◆ TASK REQUIREMENTS
a - Reproduce word for word the part of the post on worship that opens with the words "What is worship?" and closes with "our own philosophy.".
b - Please carry on the post on worship from the point where it stops.

Friday, November 18, 2005

The Prime Response

The greatest purpose of God is His own Glorification because only He is worth worshiping. This is our prime response – worship.

What is worship? It is that thing which we see as greater and worth more than ourselves. It is that thing which causes us to peer into our souls and see we are not what we would like us to be or what we are in reality. It is that thing which leads us to see a point to a pointless existence.

What good is man? Animals exist, and doing what they do is neither good nor evil, just done. With man, we call something good or something evil and put a value and a morality on it. Subjectively we say this is good and that is bad – usually based on how it directly effects us but sometimes altruistically to meet our own philosophy.

Surely Hitler saw himself not as evil but doing as much good as Mother Teresa. Left on our own we see ourselves as good or having the potential for good. Even those who suffer from poor self-esteem truly see themselves as having good in their lack of goodness for they keep their eyes intent upon themselves.

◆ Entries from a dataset
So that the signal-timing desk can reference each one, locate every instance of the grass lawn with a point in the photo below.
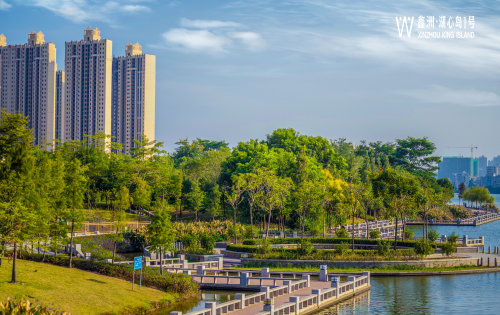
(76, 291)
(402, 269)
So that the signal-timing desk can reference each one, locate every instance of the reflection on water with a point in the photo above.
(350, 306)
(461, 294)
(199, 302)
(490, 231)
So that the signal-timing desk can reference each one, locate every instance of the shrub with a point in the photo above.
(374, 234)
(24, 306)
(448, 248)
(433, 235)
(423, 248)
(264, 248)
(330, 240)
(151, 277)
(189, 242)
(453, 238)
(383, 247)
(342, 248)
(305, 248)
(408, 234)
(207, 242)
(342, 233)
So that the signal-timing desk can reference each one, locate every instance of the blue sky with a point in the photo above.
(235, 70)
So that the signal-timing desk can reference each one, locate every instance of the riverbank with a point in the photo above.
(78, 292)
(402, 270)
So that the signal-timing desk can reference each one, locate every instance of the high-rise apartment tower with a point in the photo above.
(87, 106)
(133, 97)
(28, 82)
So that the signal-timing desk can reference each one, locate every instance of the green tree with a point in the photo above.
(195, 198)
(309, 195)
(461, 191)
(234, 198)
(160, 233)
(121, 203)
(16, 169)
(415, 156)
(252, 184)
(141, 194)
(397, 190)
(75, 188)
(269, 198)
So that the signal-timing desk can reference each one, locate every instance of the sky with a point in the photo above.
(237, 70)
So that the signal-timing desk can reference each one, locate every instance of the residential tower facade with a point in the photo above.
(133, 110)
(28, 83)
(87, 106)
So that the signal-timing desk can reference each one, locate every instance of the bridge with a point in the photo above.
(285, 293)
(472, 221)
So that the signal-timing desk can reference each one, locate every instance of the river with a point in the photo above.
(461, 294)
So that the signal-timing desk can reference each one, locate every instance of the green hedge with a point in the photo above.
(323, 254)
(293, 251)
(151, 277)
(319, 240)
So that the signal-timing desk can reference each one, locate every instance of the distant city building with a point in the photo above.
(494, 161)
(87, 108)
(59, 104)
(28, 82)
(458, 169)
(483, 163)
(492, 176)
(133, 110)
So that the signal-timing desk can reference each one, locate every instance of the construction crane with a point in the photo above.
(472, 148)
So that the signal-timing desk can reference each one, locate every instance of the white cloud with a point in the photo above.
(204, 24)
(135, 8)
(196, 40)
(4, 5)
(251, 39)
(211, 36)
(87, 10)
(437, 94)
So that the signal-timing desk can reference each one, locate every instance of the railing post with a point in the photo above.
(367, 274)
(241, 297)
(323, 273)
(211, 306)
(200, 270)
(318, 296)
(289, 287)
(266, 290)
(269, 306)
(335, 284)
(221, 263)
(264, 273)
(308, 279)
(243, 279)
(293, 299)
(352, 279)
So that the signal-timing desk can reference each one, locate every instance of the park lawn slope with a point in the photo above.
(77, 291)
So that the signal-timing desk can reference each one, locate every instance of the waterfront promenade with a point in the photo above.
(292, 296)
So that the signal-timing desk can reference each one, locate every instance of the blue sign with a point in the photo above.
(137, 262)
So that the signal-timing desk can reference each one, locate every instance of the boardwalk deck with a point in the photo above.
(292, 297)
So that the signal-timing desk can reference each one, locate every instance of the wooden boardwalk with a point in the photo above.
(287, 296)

◆ OUTPUTS BY TASK
a -
What is worship? It is that thing which we see as greater and worth more than ourselves. It is that thing which causes us to peer into our souls and see we are not what we would like us to be or what we are in reality. It is that thing which leads us to see a point to a pointless existence.

What good is man? Animals exist, and doing what they do is neither good nor evil, just done. With man, we call something good or something evil and put a value and a morality on it. Subjectively we say this is good and that is bad – usually based on how it directly effects us but sometimes altruistically to meet our own philosophy.

b -
So, since only God is good, we have elevated ourselves to Him and so we move our worship to ourselves – either thorough an object or an idea or a concept or a person.

A Christian is someone who has said "I am not good." Our eyes have been opened to our own depravity, not only our capability of evil but our desire for evil, and have been disgusted with our filthiness and hopeless in our knowledge that we are not worthy of praise but worthy of disdain.

Then comes Christ, God Himself who sacrifices His Holiness for the sin of each of us so that we will no longer worship ourselves but worship only Him Who is worth worship, and in doing so moves us from a purposeless existence – self direction – to a purposeful life – worship.

Our prime response to the world around us and all our circumstances and all our joy and all our trials and all our pain and all our pleasure and all our noise and all our quiet is to look upward and raise our arms and soar our heart to the Lord in worship.

This is not an easy thing to do. Our flesh tugs at our shirt like a young child who wants attention from a distracted adult. Our sin wants to rob God of His glory. Our perverseness holds hostage worship in hopes of getting something to feed its hunger for depravity.

In this we must train ourselves to capture our thoughts, make them obedient to Christ, ready to punish that thought by obliteration if it is not a thought that brings forth worship of God. We must fall to our real or virtual knees when we see sin in action around us and weep for the starving, dark, cold world that wallows in its own foolishness when the full, light, warm love of God is within thought’s reach.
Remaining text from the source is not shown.